Page text:
:::
All the final polls were outperformed by the YouGov MRP on both indicators that include the 2PP. This applies irrespective of what set of figures are used for the MRP, including those rounded to whole numbers.

Overall, the five final polls collectively more or less nailed the 2PP as a result of two moderate errors cancelling out: they overestimated the primaries for either Labor (everyone except Resolve) or the Greens (Resolve) but they also - irrespective of the method used for the headline 2PP - underestimated the 2PP preference flow to Labor.

A notable feature of the 2022 polling was the age of the final polls. Based on field dates the final poll data had an average age of 6.4 days as of election day, compared to 3.2 days in 2016 and 4.8 days in 2019. The trajectory of polling as election day approached is consistent with there having been some late swing against Labor. The pattern of the swing to Labor being higher in votes cast before the day is also consistent with late swing, but it can also be explained at least partly by more voters using postal voting and hence the postal voter pool becoming less conservative. Late swing might therefore be a genuine factor in these not-so-final final polls overestimating Labor's primary, but I doubt it's the full story, and it needs more investigation.

Winners: YouGov/Newspoll and Resolve

2PP Tracking

As noted, final polls are not everything. It is also useful to try to get a handle on whether polls accurately portrayed the state of voting intention in the leadup to the election or whether a poll that had either skewed to one side or bounced around like a frog in a sock got lucky, or did something different, with its final reading. And in this case, some polls did do something different: Morgan switched its 2PP method, Resolve started publishing 2PPs and Resolve also beefed up its final poll with a phone component (having published in advance it would do so). Also, some polls altered their methods as candidate lists became available. Who most likely had an accurate handle on what was going on in the several weeks leading up to the election?

This is a challenging question to answer because it is very hard to answer it without subjecting a poll to some sort of judgement by a jury of its peers and/or itself. If one poll consistently told a story that other polls did not agree with, and that story ended up being the result, then was that poll right all along with the others herding to it at the end, or was that poll wrong? Also, a poll moving around is a good thing if (as in 2013) voting intention is clearly moving around during the campaign.
:::
Source excerpt:
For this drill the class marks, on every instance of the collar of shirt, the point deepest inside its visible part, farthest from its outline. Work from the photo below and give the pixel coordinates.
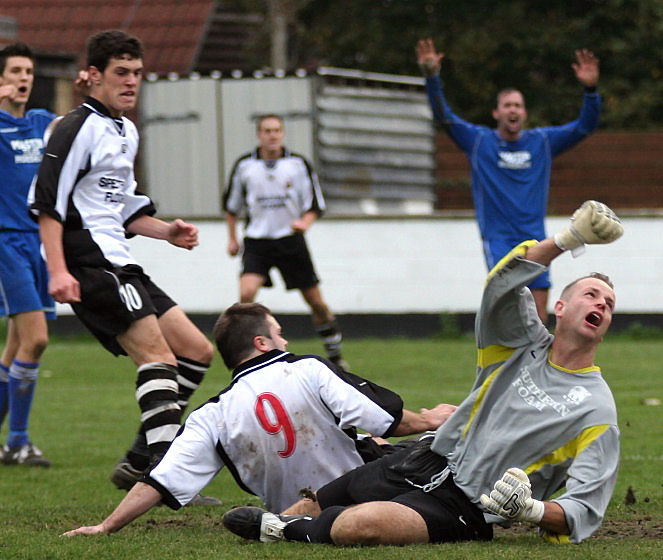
(259, 361)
:::
Problems to work on:
[1] According to the polling analysis, what was the average age of the final poll data as of election day in 2022, based on field dates?
[2] Write out the passage of the polling analysis word for word, starting with "A notable feature" and going on through "needs more investigation.".

Answers given:
[1] 6.4 days

[2]
A notable feature of the 2022 polling was the age of the final polls. Based on field dates the final poll data had an average age of 6.4 days as of election day, compared to 3.2 days in 2016 and 4.8 days in 2019. The trajectory of polling as election day approached is consistent with there having been some late swing against Labor. The pattern of the swing to Labor being higher in votes cast before the day is also consistent with late swing, but it can also be explained at least partly by more voters using postal voting and hence the postal voter pool becoming less conservative. Late swing might therefore be a genuine factor in these not-so-final final polls overestimating Labor's primary, but I doubt it's the full story, and it needs more investigation.